(Records from a data collection):
== Segment start ==

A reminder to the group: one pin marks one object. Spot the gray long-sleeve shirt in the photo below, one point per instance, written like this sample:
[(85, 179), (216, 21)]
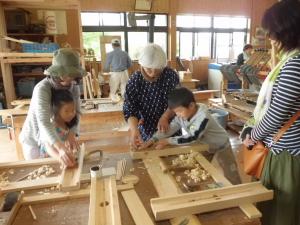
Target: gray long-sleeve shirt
[(201, 127), (37, 127), (117, 61)]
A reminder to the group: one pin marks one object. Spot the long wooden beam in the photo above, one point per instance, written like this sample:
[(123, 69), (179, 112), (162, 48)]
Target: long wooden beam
[(249, 209), (104, 204), (209, 200), (168, 151), (70, 177), (136, 208), (165, 186)]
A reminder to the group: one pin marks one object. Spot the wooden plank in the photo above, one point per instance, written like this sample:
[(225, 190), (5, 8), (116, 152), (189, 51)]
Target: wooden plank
[(165, 185), (70, 177), (97, 209), (209, 200), (27, 60), (114, 207), (21, 101), (136, 208), (104, 204), (29, 184), (8, 83), (14, 210), (25, 54), (249, 209), (28, 163), (36, 199), (168, 151), (124, 187)]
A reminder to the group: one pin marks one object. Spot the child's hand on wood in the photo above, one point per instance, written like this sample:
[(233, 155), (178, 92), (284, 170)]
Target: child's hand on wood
[(146, 144), (71, 141), (65, 156), (161, 144)]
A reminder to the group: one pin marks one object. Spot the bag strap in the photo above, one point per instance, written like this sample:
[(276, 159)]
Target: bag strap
[(286, 127)]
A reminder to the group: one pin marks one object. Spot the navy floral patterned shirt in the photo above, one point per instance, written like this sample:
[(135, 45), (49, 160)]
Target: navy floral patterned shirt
[(147, 101)]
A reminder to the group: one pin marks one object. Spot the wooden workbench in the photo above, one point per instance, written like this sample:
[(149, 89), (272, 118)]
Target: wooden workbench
[(104, 127), (75, 211)]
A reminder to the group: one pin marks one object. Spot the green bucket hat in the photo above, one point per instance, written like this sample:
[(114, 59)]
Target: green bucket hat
[(66, 62)]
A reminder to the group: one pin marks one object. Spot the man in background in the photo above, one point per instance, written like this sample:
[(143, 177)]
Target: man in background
[(117, 62), (245, 55)]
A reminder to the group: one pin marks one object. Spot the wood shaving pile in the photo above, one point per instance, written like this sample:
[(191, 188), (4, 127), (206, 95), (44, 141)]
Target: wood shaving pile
[(42, 172), (4, 179), (185, 160), (197, 174)]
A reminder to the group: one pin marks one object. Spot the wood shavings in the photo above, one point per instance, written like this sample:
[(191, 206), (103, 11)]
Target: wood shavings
[(130, 179), (32, 212), (140, 167), (197, 174), (41, 173), (4, 179), (186, 160)]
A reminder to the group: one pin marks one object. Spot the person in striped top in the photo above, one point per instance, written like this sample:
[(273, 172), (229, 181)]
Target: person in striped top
[(278, 101), (37, 128)]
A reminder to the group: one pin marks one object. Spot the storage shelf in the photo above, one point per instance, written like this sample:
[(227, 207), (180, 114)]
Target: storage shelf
[(29, 74), (29, 34)]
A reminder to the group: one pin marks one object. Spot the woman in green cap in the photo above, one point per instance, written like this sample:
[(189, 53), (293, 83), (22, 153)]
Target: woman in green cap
[(38, 128)]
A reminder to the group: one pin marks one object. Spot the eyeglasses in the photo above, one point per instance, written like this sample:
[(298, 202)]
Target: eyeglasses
[(67, 79)]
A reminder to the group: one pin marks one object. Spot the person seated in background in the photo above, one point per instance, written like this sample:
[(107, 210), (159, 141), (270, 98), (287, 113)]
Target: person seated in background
[(197, 125), (245, 55), (146, 105), (117, 62)]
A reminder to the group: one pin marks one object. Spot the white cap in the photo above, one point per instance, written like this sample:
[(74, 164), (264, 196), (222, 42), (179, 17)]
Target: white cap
[(153, 56), (115, 41)]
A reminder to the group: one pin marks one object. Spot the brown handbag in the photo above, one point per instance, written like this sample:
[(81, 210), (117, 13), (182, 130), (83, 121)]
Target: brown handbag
[(254, 159)]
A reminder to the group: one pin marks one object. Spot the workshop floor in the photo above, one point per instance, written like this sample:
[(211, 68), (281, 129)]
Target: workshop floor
[(8, 152)]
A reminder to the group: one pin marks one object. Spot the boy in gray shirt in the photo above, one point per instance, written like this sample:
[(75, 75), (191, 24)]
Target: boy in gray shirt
[(197, 125)]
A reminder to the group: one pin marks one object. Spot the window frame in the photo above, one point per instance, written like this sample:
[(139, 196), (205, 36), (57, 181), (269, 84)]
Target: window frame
[(126, 28), (213, 31)]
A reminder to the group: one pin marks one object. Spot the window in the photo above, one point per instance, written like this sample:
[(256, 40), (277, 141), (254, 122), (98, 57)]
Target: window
[(238, 43), (133, 37), (161, 20), (160, 38), (193, 21), (136, 40), (90, 19), (91, 40), (230, 22), (221, 37), (185, 45), (102, 19), (116, 34), (222, 46), (202, 44), (111, 19)]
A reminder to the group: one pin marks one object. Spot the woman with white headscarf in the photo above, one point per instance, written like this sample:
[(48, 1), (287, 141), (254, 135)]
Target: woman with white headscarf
[(146, 104)]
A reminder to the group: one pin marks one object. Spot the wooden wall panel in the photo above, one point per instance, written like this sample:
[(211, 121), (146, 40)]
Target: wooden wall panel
[(158, 6), (258, 9), (215, 7), (73, 26)]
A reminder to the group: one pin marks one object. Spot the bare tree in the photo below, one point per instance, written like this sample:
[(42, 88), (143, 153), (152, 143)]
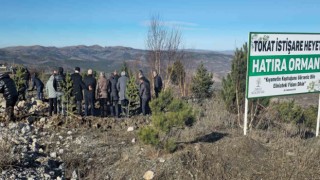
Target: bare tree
[(164, 45), (156, 42)]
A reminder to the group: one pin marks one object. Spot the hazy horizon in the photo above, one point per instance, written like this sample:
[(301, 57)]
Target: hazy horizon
[(205, 24)]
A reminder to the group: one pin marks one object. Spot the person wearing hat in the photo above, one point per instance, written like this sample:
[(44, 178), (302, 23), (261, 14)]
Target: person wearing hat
[(157, 83), (51, 89), (122, 87), (61, 82), (102, 94), (38, 84), (89, 92), (145, 95), (78, 86), (10, 94), (114, 96)]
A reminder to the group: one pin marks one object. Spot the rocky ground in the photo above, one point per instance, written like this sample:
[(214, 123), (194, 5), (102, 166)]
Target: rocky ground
[(39, 147)]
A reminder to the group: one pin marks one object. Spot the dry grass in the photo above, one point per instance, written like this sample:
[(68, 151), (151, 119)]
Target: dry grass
[(7, 160)]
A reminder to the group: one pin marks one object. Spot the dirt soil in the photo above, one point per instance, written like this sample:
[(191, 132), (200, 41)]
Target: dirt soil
[(214, 148)]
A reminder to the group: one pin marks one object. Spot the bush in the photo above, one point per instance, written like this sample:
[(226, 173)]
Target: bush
[(149, 135), (170, 146), (201, 84), (168, 113), (310, 115), (289, 112)]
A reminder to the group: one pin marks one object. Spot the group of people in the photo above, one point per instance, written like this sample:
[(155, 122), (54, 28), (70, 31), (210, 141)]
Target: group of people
[(109, 92)]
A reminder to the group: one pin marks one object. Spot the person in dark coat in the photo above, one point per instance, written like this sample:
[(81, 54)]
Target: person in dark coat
[(61, 81), (114, 96), (10, 94), (145, 95), (26, 79), (122, 88), (116, 75), (78, 86), (157, 83), (102, 94), (38, 84), (89, 93), (51, 89)]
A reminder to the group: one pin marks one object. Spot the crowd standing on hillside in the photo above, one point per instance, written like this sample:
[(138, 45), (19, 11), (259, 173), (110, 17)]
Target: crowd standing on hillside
[(109, 92)]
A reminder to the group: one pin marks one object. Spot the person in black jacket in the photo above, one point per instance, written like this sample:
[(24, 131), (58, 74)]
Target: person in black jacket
[(89, 93), (61, 81), (78, 86), (10, 94), (36, 82), (114, 96), (157, 83), (145, 95), (26, 79)]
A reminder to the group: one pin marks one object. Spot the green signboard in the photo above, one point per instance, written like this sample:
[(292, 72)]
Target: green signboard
[(283, 64)]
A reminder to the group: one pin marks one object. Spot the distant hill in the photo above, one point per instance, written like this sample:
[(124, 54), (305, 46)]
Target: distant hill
[(104, 58)]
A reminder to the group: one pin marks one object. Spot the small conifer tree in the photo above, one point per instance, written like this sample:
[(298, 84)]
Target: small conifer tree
[(168, 115), (201, 84)]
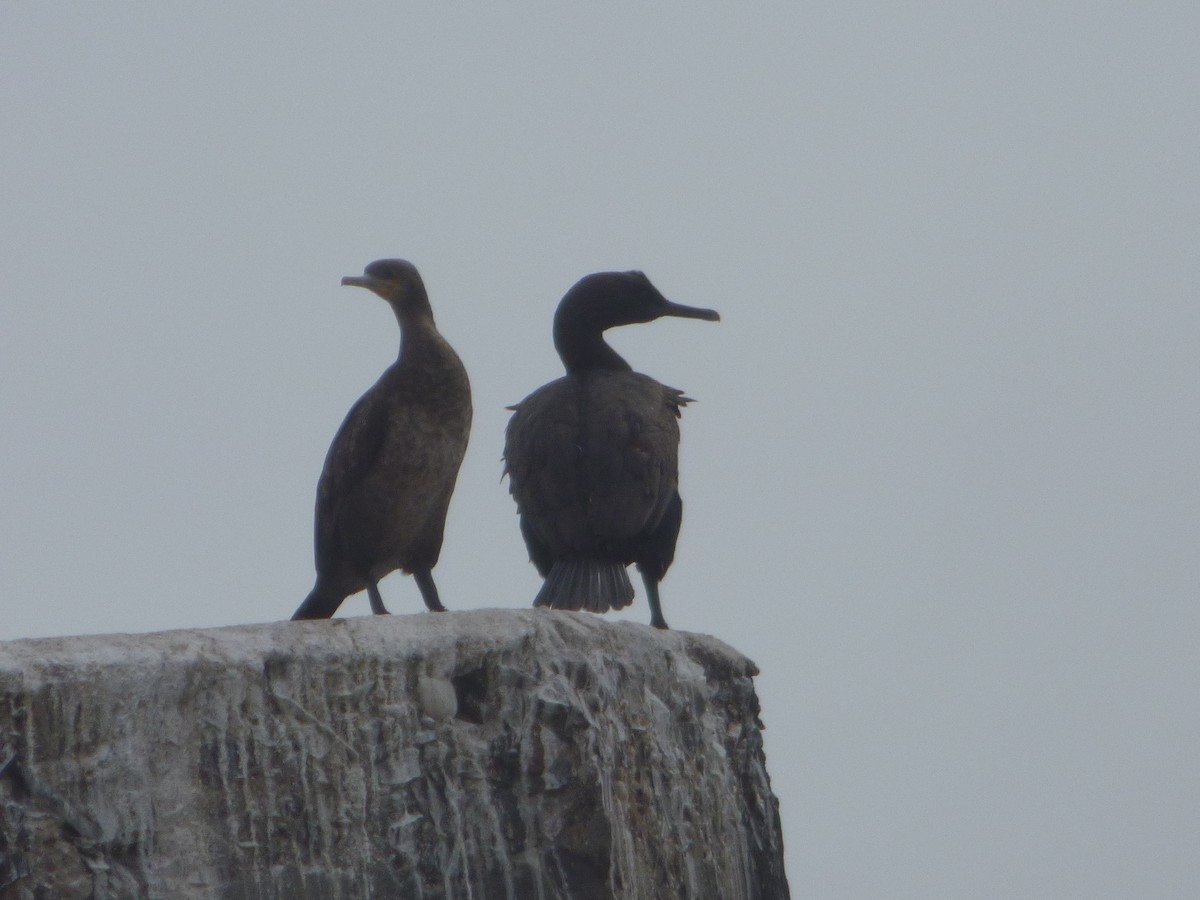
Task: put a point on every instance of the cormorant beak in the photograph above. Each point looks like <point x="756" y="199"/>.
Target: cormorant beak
<point x="687" y="312"/>
<point x="383" y="288"/>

== Segment end ==

(Try it):
Your task is to repeat the opening line of the entries above and each line after it, ending with the line that has "[(123, 69), (179, 112), (162, 48)]". Do not include the pictures.

(Response box):
A reminder to the group: one pin marks one object. Spot the gray long-sleeve shirt in the photo below, one point per instance, written like this sample:
[(85, 179), (216, 21)]
Target: gray long-sleeve shirt
[(201, 127), (37, 127), (117, 61)]
A reminder to the group: one pin marks one object. Spot the long wooden beam in the photo above, one point per instance, written like this sample:
[(123, 69), (179, 112), (162, 48)]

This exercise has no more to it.